→ Do this
Reproduce every one of the following rows verbatim, with each character, number, and punctuation mark unchanged.

→ Records for the task
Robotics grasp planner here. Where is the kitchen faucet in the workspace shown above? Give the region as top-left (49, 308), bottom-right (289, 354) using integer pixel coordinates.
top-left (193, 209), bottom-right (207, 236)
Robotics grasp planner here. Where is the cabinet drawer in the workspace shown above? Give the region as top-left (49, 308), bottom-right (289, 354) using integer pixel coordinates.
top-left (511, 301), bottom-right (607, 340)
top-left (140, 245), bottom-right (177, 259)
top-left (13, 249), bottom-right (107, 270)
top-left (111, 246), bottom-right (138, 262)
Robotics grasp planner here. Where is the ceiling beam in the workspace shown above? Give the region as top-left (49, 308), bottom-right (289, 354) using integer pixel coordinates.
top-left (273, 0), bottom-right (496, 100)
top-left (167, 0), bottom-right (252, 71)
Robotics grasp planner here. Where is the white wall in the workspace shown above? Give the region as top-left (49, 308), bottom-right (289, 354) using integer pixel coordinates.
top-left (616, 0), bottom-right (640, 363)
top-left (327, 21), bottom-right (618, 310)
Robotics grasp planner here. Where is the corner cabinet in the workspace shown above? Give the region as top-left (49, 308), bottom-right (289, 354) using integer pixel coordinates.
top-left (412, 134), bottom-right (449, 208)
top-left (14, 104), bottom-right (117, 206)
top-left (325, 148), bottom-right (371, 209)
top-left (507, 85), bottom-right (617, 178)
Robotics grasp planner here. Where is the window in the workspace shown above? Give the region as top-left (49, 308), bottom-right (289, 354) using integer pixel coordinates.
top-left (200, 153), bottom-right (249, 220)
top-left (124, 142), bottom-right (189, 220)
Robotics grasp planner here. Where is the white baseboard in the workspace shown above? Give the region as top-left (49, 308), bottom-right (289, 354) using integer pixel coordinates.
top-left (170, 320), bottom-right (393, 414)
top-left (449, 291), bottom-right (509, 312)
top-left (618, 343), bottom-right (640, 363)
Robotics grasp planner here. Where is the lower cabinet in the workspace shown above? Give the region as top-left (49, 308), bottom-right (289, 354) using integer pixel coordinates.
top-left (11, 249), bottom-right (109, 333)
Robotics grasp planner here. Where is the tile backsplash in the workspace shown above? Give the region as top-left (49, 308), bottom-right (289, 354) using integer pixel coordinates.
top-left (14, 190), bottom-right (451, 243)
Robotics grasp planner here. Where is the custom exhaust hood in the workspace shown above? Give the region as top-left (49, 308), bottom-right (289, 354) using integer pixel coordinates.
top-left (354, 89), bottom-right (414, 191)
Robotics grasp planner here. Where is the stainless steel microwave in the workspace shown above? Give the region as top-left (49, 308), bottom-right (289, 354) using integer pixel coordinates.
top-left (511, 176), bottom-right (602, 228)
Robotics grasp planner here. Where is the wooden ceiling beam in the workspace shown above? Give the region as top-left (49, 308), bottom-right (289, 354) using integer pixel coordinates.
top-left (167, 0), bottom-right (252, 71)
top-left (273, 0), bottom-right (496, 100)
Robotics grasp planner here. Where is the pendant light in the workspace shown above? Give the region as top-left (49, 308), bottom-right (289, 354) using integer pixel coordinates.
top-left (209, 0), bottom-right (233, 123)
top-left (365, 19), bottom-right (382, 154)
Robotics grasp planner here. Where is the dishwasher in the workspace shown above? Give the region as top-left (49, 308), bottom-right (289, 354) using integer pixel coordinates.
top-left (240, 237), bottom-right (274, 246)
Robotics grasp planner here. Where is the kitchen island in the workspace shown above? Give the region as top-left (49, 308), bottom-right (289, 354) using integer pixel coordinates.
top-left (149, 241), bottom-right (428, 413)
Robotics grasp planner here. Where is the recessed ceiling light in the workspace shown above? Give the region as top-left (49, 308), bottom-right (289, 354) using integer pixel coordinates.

→ Reply
Robotics grasp planner here. Where is the kitchen faucet in the workspace shown above? Give the region as top-left (49, 308), bottom-right (289, 354) using integer pixel coordinates.
top-left (193, 209), bottom-right (207, 236)
Robotics grasp planner here. Where is the cabinet drawer in the workspace shown above? Give the region as top-left (49, 308), bottom-right (289, 354) using integer pixel coordinates.
top-left (511, 301), bottom-right (607, 340)
top-left (140, 245), bottom-right (177, 259)
top-left (13, 249), bottom-right (107, 270)
top-left (111, 246), bottom-right (138, 262)
Robotics grasp planner here. Where is the ceiling beam in the workspace shown above? Give the region as top-left (49, 308), bottom-right (289, 354) using integer pixel coordinates.
top-left (273, 0), bottom-right (496, 100)
top-left (167, 0), bottom-right (252, 71)
Robotics grasp planner here. Where is the white wall in the workspace shown above? Give the region as top-left (49, 308), bottom-right (289, 354) using integer pixel coordinates.
top-left (616, 0), bottom-right (640, 363)
top-left (327, 21), bottom-right (618, 310)
Robotics grasp planner here. Where is the corner cabinet in the workspace shown above? Give the region as top-left (49, 308), bottom-right (289, 354) using integer pixel coordinates.
top-left (412, 134), bottom-right (449, 208)
top-left (14, 104), bottom-right (117, 206)
top-left (325, 148), bottom-right (371, 209)
top-left (507, 85), bottom-right (617, 178)
Robotics grasp planner here. Where is the window in the workspace shown above? Give the region as top-left (49, 308), bottom-right (289, 354) using integer pixel coordinates.
top-left (200, 153), bottom-right (249, 220)
top-left (124, 142), bottom-right (189, 220)
Robotics grasp planner here. Where is the white baseboard in the workspace shown above? Give the region as top-left (49, 308), bottom-right (289, 354) using integer pixel coordinates.
top-left (170, 320), bottom-right (393, 414)
top-left (449, 291), bottom-right (509, 312)
top-left (618, 343), bottom-right (640, 363)
Robotics grasp planner here. Where is the lower cabinet in the workspace shown above? Give the region as top-left (49, 308), bottom-right (289, 354) using integer pixel coordinates.
top-left (11, 249), bottom-right (109, 333)
Robotics grasp planner here. Where is the tile backsplash in the workspace shown above? Give the region as top-left (49, 308), bottom-right (289, 354) using integer pixel coordinates.
top-left (14, 190), bottom-right (451, 243)
Robotics grasp planner here. Where is the custom exhaust hood in the workspace shown above? Give the region as top-left (49, 308), bottom-right (289, 354) using integer pixel coordinates.
top-left (354, 89), bottom-right (414, 191)
Robotics grasp planner here. Where is the stainless steel microwave in the workspace shown above? Give the region as top-left (49, 308), bottom-right (289, 354) using integer pixel coordinates.
top-left (511, 176), bottom-right (602, 228)
Robotics grasp planner here. Where is the wooden ceiling beam in the workspace shown above? Give the region as top-left (49, 308), bottom-right (289, 354) using integer pixel coordinates.
top-left (167, 0), bottom-right (252, 71)
top-left (273, 0), bottom-right (496, 100)
Robotics grasp planner here. Where is the pendant light in the workspace shown above? Give the region as top-left (49, 308), bottom-right (289, 354) using integer pixel coordinates.
top-left (209, 0), bottom-right (233, 123)
top-left (365, 19), bottom-right (382, 154)
Robotics grasp planner here. Where is the dishwasher in the workspace shown above? Give the region as top-left (49, 308), bottom-right (289, 354) using integer pixel coordinates.
top-left (240, 237), bottom-right (274, 246)
Robotics grasp planner here. Where is the kitchen island in the workspace shown above? Give the region as top-left (49, 308), bottom-right (289, 354) using integer pixel coordinates.
top-left (149, 241), bottom-right (428, 413)
Robotics grasp planner here. Where is the recessed ceiling light in the workspace shown above? Give the region as top-left (49, 308), bottom-right (289, 354) using integer pixel coordinates.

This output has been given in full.